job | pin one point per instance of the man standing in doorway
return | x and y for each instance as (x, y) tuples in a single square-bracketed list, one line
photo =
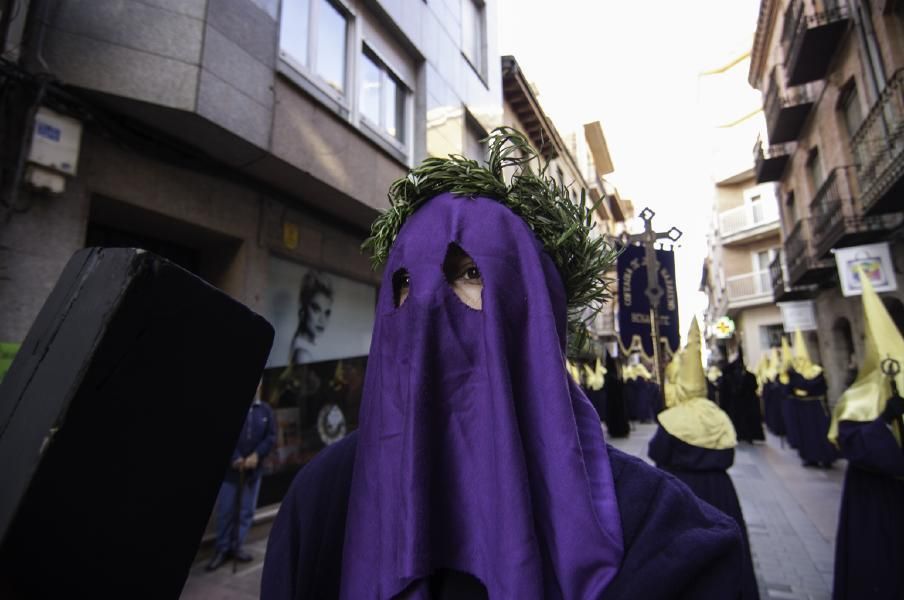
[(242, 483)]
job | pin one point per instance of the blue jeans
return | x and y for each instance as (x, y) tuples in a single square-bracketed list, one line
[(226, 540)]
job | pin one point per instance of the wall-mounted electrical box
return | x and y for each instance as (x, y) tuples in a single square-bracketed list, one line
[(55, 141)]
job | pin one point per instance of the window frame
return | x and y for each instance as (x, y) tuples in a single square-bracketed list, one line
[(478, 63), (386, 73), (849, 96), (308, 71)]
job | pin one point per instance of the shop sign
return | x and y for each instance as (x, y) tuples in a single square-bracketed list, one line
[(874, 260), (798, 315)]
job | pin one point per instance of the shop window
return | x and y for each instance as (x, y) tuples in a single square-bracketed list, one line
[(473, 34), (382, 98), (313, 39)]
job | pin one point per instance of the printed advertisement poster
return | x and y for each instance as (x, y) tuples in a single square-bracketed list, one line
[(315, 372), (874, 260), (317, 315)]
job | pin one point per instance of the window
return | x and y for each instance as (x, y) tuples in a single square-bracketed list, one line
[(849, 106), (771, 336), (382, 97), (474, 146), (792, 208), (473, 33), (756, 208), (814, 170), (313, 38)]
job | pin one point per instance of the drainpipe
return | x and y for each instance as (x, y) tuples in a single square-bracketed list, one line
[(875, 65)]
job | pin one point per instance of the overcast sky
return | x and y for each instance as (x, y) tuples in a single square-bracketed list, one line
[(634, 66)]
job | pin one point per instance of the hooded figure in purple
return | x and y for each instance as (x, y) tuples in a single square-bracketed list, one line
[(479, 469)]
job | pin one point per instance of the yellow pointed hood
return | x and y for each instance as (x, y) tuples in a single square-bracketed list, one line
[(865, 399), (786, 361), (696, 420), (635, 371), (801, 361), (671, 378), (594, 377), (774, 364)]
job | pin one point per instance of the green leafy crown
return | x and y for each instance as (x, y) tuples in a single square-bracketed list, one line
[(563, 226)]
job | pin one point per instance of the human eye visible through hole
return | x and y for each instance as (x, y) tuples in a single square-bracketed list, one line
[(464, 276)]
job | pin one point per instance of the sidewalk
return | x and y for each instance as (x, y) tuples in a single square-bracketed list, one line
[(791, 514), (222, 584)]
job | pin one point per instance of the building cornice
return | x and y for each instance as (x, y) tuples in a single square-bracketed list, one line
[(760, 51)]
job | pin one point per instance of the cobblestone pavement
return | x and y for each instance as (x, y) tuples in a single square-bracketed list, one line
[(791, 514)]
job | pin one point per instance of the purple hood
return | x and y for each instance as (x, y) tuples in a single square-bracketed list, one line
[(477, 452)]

★ ★ ★ ★ ★

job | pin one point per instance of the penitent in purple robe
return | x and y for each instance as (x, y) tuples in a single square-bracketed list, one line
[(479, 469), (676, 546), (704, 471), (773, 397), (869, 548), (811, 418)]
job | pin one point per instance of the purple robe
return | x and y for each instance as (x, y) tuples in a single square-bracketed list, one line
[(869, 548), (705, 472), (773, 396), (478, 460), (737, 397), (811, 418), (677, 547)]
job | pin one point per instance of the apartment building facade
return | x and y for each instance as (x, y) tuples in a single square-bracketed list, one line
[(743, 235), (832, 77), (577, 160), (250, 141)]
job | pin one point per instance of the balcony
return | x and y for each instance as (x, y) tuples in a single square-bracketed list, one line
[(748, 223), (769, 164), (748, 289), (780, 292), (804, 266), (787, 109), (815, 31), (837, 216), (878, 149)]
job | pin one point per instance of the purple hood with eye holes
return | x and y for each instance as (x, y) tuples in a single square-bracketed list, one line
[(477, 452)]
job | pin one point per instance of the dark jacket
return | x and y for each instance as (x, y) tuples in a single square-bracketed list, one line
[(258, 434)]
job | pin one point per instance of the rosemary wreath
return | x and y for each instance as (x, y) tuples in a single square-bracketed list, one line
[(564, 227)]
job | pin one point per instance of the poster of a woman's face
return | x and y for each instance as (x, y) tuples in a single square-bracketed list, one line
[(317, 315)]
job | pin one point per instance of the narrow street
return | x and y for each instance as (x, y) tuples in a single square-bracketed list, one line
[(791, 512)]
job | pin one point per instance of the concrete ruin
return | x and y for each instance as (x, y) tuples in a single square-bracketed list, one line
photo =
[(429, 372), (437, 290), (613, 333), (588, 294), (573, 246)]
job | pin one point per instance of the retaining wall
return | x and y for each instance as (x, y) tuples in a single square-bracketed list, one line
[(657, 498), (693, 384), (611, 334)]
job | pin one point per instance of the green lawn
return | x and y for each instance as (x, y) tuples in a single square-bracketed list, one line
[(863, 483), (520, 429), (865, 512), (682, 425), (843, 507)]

★ ★ ★ ★ ★

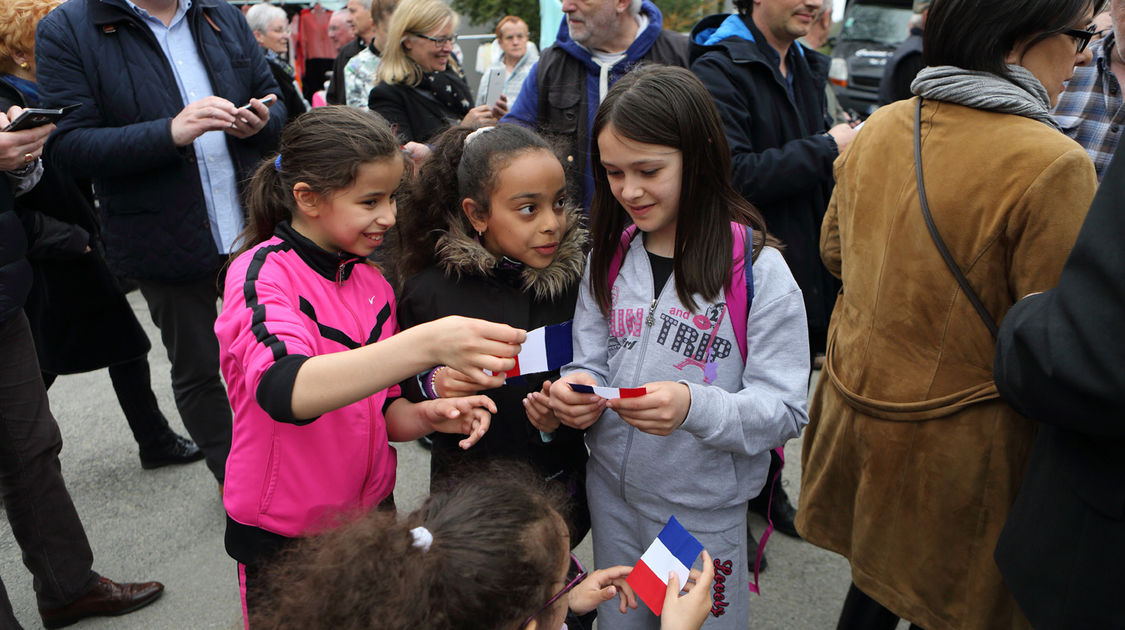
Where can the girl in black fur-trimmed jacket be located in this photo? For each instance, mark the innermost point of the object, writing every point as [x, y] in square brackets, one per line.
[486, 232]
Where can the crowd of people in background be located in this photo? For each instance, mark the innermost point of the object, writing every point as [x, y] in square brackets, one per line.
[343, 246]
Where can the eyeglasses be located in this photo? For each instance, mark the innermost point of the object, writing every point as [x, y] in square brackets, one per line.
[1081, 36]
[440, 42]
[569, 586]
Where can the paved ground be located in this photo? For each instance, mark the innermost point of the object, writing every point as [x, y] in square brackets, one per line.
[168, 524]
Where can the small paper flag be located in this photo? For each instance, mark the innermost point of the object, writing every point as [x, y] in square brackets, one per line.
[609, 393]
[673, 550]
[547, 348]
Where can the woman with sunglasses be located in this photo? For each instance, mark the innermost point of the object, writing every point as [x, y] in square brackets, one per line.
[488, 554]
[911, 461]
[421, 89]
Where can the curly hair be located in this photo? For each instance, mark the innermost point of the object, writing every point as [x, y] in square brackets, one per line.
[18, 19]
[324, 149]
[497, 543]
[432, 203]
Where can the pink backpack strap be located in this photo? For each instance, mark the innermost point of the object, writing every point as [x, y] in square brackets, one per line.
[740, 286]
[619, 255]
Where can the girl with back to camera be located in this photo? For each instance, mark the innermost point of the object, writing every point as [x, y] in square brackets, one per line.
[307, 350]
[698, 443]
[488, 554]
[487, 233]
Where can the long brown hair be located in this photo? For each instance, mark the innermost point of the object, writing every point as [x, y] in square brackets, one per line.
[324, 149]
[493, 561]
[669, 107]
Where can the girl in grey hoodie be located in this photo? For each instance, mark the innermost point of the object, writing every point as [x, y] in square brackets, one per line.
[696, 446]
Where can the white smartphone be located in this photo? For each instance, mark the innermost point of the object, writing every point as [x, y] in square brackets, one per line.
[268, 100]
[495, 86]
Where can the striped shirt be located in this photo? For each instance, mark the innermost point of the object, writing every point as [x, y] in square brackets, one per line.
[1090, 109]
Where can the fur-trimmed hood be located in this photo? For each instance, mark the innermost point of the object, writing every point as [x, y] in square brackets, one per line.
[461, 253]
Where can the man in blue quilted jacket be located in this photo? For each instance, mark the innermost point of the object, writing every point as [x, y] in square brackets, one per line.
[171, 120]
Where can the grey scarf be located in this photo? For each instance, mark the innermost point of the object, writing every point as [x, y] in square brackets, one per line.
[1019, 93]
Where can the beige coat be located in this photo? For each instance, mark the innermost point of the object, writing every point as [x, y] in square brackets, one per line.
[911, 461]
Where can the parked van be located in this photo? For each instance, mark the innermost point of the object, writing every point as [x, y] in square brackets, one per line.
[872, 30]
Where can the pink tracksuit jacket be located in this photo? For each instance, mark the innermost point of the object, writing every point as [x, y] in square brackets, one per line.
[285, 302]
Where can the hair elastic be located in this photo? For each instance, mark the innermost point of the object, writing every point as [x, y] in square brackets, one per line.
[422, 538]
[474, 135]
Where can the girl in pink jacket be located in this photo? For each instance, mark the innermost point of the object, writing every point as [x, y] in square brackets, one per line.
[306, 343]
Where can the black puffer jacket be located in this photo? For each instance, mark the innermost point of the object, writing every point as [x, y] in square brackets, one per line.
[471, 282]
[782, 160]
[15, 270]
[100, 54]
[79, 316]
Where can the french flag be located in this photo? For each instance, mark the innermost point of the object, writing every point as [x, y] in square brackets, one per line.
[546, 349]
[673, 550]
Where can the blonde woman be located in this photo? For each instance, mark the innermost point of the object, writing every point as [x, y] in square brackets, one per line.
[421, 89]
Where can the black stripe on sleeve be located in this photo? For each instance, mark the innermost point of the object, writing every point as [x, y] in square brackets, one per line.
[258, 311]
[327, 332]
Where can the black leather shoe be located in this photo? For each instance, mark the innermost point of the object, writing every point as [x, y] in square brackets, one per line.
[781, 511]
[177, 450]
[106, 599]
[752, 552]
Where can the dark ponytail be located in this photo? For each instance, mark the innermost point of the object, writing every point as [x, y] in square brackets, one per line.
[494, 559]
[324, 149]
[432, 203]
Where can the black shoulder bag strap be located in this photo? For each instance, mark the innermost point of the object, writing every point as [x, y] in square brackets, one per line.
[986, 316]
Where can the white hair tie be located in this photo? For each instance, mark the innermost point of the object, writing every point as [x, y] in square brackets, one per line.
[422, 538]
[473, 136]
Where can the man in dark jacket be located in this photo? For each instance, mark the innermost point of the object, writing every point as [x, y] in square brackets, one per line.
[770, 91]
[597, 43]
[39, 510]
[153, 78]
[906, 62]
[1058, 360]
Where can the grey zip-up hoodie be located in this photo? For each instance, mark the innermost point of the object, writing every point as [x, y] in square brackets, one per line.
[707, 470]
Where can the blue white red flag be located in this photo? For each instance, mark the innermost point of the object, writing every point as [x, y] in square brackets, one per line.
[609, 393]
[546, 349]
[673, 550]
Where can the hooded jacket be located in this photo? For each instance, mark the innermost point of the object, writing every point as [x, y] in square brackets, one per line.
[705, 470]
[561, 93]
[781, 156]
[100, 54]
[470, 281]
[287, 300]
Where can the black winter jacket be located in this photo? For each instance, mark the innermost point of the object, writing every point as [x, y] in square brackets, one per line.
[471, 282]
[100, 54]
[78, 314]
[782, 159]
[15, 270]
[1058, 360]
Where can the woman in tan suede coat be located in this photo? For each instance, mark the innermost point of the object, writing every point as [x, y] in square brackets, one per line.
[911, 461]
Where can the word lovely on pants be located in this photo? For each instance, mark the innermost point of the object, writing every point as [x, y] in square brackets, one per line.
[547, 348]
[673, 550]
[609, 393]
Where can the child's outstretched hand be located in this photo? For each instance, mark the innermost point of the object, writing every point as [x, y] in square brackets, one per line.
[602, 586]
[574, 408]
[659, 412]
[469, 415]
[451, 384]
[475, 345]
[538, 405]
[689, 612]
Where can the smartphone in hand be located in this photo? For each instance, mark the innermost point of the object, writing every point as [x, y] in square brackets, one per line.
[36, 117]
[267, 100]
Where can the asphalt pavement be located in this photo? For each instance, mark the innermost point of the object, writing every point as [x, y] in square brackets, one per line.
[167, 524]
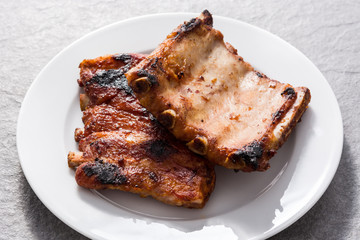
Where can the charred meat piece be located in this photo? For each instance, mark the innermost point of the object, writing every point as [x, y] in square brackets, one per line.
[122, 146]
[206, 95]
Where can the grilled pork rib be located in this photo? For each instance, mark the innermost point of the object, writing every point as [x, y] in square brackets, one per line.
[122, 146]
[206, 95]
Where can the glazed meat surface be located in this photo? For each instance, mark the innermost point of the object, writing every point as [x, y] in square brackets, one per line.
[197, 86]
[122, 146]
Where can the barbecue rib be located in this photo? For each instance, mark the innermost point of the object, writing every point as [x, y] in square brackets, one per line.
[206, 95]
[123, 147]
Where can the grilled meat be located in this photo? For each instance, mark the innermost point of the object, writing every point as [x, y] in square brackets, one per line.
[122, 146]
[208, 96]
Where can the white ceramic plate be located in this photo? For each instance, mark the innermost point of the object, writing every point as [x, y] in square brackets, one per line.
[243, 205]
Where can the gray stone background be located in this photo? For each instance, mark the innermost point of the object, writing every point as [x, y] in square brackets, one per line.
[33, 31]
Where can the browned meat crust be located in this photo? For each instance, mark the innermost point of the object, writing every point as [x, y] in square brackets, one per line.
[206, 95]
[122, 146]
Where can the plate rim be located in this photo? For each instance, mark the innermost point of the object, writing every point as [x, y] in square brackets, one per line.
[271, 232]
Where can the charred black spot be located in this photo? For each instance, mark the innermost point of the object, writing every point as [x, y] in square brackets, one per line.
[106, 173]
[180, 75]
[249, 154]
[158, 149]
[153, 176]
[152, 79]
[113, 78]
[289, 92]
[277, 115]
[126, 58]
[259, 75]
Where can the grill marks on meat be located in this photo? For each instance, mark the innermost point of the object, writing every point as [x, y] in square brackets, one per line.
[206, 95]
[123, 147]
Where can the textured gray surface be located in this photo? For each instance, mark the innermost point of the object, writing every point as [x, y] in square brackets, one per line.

★ ★ ★ ★ ★

■ EXERCISE GOAL ■
Which lines of the data hold the string "building"? Return each of them.

■ TASK SOLUTION ■
job | pin one point per instance of the building cornice
job | pin one point per instance of the apartment building facade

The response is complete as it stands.